§ **The problem**
Can you render the lines from the start of the items through the line containing "negative clicks: (450, 70)", inclusive, as a Markdown table with the columns Row and Line, leaving out any blank lines?

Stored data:
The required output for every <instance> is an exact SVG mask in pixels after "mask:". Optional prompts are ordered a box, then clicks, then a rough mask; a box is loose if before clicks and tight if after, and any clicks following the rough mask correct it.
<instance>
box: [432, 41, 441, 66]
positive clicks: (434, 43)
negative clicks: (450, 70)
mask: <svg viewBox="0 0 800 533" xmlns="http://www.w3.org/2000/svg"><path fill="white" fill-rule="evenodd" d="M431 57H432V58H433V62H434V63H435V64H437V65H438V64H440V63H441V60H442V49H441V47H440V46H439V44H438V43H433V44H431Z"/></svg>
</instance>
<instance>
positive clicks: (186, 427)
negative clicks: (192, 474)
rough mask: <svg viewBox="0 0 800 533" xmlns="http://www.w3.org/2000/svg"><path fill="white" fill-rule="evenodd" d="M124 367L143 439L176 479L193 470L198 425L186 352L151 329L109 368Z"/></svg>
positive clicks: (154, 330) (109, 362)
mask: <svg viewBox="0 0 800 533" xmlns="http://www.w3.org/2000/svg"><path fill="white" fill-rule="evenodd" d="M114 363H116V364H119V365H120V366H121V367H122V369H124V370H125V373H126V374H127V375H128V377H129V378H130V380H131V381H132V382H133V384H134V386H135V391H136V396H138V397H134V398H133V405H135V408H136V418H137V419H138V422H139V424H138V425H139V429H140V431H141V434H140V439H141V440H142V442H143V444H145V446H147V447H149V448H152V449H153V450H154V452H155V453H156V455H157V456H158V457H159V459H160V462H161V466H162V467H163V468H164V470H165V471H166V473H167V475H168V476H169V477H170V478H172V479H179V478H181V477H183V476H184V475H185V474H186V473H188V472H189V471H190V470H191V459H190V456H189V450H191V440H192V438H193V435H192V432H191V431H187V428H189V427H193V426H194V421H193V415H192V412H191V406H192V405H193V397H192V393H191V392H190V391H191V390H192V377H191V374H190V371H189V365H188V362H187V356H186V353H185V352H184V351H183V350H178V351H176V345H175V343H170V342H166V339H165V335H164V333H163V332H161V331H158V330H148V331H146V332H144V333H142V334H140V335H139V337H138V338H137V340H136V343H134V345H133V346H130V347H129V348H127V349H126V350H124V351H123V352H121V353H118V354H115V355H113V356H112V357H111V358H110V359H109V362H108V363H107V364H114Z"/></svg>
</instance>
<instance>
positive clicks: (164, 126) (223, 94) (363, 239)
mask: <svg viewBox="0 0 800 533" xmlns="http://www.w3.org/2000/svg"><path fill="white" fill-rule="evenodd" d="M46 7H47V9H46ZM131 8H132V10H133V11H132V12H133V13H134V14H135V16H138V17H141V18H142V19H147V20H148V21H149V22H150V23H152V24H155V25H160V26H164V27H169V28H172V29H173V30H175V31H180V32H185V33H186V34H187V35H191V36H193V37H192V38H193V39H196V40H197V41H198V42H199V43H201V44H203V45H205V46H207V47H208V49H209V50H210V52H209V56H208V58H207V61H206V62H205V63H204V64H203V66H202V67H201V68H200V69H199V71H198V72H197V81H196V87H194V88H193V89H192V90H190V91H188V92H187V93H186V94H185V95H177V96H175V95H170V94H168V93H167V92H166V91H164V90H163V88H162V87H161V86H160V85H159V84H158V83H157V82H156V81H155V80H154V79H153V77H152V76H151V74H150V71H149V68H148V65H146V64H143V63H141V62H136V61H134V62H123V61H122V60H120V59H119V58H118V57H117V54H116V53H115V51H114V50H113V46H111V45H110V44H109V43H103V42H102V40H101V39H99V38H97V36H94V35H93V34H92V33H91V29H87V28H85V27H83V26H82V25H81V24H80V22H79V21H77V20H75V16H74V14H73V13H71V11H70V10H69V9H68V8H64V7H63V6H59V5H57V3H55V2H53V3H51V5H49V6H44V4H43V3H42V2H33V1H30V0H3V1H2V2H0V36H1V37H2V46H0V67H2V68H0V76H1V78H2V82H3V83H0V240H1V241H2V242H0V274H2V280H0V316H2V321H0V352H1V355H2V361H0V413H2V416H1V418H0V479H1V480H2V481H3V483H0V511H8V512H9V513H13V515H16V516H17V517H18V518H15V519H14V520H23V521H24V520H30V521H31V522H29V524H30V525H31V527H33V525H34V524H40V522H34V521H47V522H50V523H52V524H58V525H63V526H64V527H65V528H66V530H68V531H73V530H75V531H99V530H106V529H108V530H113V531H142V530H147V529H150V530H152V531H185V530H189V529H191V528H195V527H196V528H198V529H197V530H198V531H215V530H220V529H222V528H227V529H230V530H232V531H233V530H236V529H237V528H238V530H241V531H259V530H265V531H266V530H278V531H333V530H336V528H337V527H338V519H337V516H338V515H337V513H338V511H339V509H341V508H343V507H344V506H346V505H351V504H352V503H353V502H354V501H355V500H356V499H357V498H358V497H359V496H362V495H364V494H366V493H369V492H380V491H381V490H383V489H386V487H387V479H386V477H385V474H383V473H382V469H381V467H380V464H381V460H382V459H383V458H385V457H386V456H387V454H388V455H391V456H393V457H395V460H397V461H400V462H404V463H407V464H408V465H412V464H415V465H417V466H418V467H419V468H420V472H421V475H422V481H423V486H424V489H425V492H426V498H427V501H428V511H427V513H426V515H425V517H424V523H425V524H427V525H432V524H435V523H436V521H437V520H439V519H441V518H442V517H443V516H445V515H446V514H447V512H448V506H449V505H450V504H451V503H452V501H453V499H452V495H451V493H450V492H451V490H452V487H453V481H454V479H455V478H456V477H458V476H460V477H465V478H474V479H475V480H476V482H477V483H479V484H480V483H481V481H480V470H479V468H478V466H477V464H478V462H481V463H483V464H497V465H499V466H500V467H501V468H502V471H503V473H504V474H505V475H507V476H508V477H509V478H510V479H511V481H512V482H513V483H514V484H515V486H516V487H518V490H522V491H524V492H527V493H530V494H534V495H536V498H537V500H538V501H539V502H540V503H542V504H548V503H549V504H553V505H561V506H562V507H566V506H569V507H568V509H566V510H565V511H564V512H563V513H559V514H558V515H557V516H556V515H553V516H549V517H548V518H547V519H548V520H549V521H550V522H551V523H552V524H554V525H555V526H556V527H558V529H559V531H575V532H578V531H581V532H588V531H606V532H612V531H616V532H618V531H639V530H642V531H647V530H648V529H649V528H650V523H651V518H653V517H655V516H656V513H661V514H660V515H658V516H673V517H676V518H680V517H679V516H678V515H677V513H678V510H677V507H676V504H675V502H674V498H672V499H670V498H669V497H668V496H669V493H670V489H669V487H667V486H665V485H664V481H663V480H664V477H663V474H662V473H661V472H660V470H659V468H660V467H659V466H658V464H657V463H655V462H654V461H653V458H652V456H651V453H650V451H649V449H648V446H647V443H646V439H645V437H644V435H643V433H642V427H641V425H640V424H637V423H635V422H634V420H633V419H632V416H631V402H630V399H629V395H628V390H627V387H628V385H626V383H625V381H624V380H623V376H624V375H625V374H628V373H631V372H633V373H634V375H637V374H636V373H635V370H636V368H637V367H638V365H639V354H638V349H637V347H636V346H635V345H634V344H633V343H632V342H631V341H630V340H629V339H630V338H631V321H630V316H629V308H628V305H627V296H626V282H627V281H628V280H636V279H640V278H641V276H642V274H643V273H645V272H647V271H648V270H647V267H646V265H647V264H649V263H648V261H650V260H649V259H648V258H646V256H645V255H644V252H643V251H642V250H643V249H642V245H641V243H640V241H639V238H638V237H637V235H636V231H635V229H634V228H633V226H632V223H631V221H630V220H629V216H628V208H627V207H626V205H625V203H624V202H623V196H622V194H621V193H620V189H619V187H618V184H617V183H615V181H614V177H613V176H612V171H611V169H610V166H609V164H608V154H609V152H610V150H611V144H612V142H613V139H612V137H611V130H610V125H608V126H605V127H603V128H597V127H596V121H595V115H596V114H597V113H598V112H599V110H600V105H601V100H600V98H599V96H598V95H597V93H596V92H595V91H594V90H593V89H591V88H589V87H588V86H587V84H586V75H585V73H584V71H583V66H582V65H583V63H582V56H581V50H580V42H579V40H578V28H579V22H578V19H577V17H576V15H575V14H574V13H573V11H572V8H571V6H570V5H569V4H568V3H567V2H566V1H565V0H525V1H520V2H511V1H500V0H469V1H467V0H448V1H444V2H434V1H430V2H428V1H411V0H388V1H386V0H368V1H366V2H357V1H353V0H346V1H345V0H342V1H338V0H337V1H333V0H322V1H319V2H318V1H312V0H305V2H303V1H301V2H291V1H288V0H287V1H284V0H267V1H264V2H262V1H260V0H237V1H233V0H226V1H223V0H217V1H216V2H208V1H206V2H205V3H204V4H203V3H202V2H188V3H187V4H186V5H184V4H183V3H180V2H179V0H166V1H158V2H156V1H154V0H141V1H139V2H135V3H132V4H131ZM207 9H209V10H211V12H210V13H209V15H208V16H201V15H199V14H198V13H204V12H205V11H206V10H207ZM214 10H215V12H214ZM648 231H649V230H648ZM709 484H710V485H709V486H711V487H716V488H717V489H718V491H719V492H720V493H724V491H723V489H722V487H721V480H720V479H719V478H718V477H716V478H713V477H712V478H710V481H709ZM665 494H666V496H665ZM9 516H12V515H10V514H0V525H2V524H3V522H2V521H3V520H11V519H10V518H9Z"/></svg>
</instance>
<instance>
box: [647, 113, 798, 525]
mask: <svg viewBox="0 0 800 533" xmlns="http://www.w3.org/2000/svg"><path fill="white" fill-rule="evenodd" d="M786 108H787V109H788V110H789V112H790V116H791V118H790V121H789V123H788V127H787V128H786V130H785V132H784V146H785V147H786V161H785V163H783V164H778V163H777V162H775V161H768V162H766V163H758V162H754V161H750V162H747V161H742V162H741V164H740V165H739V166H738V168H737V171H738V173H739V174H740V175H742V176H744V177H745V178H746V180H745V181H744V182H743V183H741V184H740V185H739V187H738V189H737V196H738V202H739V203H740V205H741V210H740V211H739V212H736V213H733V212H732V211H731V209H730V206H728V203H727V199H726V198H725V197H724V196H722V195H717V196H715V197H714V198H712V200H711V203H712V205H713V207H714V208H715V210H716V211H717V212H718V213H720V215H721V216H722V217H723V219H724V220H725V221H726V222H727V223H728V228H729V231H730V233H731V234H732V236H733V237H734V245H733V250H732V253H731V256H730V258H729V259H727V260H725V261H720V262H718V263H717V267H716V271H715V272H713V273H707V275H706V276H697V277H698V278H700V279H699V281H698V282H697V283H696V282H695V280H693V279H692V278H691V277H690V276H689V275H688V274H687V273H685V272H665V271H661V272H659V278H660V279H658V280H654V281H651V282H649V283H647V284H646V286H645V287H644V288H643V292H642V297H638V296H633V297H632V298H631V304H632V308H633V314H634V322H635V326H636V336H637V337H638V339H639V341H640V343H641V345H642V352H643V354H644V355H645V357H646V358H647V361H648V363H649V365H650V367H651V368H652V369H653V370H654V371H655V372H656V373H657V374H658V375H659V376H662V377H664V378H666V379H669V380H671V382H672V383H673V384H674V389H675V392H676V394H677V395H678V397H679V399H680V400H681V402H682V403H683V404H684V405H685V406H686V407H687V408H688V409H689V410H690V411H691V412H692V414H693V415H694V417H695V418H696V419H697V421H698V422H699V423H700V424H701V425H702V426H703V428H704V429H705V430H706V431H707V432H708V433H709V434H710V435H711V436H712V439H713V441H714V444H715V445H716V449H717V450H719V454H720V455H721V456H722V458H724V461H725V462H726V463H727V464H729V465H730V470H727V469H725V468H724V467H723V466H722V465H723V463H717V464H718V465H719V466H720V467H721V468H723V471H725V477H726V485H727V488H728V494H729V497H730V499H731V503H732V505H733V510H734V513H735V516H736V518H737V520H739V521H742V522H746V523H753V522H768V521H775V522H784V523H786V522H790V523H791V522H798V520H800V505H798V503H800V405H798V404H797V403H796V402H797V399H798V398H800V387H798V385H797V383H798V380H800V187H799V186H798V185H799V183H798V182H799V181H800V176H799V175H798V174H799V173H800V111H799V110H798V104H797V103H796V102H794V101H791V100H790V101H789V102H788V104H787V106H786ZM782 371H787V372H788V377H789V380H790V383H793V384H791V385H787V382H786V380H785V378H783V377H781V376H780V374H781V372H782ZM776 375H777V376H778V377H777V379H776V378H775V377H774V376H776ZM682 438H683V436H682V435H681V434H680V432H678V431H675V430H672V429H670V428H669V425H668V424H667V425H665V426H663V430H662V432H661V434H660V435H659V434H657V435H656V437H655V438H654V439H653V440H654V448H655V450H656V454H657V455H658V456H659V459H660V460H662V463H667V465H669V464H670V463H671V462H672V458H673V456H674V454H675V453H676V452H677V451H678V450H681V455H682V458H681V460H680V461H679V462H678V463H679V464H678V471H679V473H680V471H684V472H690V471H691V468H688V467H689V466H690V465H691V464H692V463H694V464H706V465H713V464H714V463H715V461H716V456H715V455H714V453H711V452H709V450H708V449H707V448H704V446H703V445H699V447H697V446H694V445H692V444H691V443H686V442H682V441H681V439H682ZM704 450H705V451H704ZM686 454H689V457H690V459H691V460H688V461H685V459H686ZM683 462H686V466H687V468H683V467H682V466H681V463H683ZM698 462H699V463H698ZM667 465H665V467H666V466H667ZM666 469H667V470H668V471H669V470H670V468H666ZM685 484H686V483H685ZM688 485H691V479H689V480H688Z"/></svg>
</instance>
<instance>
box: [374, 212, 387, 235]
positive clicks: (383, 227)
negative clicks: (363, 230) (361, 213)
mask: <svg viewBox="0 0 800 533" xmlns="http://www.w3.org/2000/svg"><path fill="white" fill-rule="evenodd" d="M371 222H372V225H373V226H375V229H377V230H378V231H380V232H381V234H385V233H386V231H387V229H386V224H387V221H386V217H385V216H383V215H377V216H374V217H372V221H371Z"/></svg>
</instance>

§ **Solution to this task**
| Row | Line |
|---|---|
| 1 | The required output for every <instance> is an exact SVG mask in pixels after "mask:". Optional prompts are ordered a box, then clicks, then a rough mask; a box is loose if before clicks and tight if after, and any clicks following the rough mask correct it. |
| 2 | <instance> |
| 3 | box: [432, 41, 441, 66] |
| 4 | positive clicks: (434, 43) |
| 5 | negative clicks: (450, 70) |